[Records]
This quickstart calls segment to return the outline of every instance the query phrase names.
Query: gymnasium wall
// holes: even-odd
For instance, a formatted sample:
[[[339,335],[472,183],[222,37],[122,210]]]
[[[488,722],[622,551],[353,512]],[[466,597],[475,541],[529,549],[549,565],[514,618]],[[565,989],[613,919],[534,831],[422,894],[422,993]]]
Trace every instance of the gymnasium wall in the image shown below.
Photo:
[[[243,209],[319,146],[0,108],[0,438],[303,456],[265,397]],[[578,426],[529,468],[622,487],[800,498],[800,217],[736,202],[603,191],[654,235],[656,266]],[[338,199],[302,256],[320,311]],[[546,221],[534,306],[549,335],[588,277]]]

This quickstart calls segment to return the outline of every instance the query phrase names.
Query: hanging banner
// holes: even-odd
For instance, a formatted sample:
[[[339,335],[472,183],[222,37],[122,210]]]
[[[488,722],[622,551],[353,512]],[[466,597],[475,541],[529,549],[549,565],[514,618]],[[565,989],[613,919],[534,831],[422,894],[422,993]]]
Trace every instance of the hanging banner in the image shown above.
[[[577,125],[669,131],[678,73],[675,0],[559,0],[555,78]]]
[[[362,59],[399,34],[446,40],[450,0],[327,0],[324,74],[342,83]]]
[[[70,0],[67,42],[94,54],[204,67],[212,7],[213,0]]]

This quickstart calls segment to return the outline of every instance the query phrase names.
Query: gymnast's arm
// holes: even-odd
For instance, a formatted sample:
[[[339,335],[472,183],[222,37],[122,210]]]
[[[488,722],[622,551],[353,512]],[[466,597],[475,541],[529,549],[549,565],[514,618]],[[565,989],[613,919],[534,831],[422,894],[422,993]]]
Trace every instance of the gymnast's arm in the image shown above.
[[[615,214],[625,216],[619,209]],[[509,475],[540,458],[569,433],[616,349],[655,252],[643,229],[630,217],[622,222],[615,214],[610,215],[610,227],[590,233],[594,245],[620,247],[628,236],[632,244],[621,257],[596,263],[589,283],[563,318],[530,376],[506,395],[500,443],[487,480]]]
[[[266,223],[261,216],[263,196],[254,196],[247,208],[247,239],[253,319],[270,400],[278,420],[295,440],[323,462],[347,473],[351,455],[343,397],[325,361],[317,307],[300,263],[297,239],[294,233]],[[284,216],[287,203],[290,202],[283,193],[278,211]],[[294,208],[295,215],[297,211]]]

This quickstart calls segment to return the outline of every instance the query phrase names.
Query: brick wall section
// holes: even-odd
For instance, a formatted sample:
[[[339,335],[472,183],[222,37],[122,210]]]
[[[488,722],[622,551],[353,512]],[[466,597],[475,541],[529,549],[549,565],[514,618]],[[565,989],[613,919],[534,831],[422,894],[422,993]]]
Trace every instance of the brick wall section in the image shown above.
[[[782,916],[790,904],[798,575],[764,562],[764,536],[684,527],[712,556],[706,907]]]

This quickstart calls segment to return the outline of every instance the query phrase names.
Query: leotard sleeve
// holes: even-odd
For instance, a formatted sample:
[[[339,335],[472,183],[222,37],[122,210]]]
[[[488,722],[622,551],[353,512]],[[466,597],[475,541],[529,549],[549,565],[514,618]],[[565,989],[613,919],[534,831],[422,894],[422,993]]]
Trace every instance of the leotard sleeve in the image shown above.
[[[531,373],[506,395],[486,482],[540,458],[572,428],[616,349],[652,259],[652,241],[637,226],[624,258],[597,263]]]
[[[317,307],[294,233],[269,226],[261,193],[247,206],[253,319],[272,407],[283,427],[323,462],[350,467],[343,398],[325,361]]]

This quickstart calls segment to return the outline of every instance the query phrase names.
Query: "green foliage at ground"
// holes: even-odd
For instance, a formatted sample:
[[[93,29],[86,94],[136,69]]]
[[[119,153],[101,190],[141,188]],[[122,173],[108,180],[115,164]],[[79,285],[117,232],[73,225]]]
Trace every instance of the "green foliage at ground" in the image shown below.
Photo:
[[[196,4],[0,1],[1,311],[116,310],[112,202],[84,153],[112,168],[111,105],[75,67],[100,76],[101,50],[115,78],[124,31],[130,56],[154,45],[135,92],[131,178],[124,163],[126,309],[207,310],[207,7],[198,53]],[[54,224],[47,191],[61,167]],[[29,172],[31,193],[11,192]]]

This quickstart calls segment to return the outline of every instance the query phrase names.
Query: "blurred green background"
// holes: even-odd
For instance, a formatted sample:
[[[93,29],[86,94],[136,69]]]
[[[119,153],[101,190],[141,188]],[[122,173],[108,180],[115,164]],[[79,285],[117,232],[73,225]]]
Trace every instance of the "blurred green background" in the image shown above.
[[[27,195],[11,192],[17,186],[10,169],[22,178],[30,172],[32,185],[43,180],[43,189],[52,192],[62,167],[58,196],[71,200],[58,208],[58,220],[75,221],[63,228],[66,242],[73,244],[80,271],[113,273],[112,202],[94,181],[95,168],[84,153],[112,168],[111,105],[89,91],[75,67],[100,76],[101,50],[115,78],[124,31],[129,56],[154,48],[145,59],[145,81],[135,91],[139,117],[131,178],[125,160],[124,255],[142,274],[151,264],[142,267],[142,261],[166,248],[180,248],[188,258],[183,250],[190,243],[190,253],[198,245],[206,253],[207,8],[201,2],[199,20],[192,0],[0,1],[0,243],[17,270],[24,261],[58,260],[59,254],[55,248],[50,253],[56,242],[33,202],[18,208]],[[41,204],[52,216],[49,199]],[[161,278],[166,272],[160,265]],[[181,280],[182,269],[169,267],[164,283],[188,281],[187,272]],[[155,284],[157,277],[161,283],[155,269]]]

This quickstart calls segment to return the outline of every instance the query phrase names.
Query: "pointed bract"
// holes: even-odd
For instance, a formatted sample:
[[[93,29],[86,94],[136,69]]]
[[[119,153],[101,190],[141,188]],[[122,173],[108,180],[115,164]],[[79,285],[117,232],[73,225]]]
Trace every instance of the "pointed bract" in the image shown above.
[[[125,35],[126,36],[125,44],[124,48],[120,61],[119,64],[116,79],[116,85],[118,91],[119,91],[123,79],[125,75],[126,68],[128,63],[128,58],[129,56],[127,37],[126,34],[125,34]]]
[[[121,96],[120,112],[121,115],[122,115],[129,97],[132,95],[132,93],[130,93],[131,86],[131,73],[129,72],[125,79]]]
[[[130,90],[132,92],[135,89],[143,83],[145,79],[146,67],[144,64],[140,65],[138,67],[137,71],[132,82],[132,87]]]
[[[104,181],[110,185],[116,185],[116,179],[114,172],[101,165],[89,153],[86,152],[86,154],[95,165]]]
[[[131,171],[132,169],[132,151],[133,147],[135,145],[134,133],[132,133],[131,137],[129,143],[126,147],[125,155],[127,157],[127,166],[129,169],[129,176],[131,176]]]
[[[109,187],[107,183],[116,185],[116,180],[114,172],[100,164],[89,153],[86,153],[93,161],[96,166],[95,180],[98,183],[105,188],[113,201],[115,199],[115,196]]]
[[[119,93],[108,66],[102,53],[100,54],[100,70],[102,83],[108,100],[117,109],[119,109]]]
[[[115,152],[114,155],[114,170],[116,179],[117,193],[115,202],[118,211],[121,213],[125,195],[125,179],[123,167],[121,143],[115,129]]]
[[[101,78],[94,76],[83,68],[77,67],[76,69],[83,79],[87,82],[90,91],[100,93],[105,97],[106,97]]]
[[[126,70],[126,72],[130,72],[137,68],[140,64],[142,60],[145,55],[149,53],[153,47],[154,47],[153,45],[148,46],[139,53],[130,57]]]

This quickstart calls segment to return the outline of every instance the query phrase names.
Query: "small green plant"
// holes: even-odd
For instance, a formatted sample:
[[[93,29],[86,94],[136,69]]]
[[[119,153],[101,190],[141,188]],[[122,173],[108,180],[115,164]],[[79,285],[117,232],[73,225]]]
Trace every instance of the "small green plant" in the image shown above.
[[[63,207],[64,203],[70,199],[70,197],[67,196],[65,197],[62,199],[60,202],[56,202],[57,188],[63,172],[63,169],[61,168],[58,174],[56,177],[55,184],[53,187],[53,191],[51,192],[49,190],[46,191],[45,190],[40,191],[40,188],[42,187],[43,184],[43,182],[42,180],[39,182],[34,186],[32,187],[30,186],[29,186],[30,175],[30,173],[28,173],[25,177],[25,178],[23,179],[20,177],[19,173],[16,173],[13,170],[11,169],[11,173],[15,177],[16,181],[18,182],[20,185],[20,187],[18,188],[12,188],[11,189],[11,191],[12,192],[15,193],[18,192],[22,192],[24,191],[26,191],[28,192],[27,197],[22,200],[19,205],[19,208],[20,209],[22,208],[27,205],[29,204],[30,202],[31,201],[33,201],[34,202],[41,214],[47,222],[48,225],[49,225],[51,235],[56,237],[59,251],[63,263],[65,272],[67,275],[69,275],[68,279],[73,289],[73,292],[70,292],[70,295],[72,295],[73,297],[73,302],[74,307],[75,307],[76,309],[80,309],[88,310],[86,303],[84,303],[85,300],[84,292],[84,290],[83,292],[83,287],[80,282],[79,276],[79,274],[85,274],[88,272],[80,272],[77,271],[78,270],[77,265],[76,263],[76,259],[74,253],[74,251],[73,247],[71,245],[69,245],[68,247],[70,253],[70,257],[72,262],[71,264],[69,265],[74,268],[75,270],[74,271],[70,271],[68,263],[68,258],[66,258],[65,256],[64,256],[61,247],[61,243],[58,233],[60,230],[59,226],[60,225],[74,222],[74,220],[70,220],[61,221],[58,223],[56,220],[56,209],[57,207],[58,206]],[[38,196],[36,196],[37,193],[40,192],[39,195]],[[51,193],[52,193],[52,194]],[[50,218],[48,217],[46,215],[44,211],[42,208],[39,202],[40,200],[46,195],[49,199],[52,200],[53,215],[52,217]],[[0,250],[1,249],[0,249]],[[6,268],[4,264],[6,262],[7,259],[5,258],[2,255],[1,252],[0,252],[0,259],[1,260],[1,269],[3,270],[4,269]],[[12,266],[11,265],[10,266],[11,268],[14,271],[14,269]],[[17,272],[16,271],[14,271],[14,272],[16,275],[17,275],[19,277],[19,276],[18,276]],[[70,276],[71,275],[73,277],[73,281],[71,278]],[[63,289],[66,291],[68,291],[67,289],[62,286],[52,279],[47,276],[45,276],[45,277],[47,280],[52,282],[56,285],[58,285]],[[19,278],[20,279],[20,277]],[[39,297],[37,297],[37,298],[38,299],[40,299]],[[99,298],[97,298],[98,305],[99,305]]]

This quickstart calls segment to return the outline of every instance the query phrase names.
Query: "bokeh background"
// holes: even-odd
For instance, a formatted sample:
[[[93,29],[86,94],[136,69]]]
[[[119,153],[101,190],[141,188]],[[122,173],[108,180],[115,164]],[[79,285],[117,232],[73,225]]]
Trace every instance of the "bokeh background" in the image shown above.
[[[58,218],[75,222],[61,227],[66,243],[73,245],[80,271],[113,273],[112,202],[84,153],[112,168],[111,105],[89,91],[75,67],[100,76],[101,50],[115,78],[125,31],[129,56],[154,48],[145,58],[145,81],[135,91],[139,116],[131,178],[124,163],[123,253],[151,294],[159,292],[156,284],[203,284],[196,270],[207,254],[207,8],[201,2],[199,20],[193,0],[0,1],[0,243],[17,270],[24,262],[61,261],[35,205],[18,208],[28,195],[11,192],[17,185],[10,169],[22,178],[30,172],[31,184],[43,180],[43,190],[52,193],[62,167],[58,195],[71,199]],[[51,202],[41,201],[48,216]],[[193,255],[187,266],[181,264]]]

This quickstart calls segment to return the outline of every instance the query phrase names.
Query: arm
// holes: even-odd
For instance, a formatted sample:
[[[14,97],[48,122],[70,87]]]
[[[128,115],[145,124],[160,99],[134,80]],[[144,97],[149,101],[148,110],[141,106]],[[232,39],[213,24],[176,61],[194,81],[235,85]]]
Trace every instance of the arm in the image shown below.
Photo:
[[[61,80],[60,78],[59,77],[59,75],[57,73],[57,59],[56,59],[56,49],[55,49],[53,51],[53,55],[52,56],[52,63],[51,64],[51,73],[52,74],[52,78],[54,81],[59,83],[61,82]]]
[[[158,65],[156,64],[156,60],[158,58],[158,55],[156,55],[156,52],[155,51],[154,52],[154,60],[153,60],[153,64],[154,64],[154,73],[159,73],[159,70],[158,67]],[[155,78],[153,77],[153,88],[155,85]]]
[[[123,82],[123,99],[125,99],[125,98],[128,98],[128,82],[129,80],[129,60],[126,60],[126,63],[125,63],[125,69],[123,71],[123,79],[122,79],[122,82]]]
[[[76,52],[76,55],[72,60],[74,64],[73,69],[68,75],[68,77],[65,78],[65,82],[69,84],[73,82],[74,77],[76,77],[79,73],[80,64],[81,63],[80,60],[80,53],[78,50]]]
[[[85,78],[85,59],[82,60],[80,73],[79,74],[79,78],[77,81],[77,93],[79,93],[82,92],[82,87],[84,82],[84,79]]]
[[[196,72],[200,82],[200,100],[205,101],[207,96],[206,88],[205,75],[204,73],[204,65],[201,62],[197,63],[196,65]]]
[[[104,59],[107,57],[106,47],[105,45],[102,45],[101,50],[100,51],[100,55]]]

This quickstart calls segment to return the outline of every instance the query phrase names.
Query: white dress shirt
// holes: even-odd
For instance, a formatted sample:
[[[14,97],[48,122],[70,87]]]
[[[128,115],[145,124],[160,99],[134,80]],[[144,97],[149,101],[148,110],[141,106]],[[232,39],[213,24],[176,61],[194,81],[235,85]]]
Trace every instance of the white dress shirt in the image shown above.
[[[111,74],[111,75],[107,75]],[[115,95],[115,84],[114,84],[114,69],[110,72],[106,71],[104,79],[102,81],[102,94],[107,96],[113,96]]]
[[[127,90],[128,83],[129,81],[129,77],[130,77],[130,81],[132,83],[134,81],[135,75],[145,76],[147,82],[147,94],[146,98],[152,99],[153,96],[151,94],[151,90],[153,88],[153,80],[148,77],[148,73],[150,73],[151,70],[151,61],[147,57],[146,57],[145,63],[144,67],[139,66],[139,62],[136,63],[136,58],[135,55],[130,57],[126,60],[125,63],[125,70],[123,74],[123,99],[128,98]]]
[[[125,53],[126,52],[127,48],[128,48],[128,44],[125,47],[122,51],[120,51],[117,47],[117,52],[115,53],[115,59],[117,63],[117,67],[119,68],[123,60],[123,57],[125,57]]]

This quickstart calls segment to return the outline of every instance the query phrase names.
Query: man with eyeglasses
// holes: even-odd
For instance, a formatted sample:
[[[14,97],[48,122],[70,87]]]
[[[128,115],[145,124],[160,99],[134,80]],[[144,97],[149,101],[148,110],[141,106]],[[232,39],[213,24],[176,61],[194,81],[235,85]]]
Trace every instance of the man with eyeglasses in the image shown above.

TASK OBJECTIVE:
Extract every line of the records above that contains the word "bract", matching case exactly. Please copy each of those lines in full.

COMPLETE RESPONSE:
Query: "pointed bract"
Trace every instance of the "pointed bract" in the image shown above.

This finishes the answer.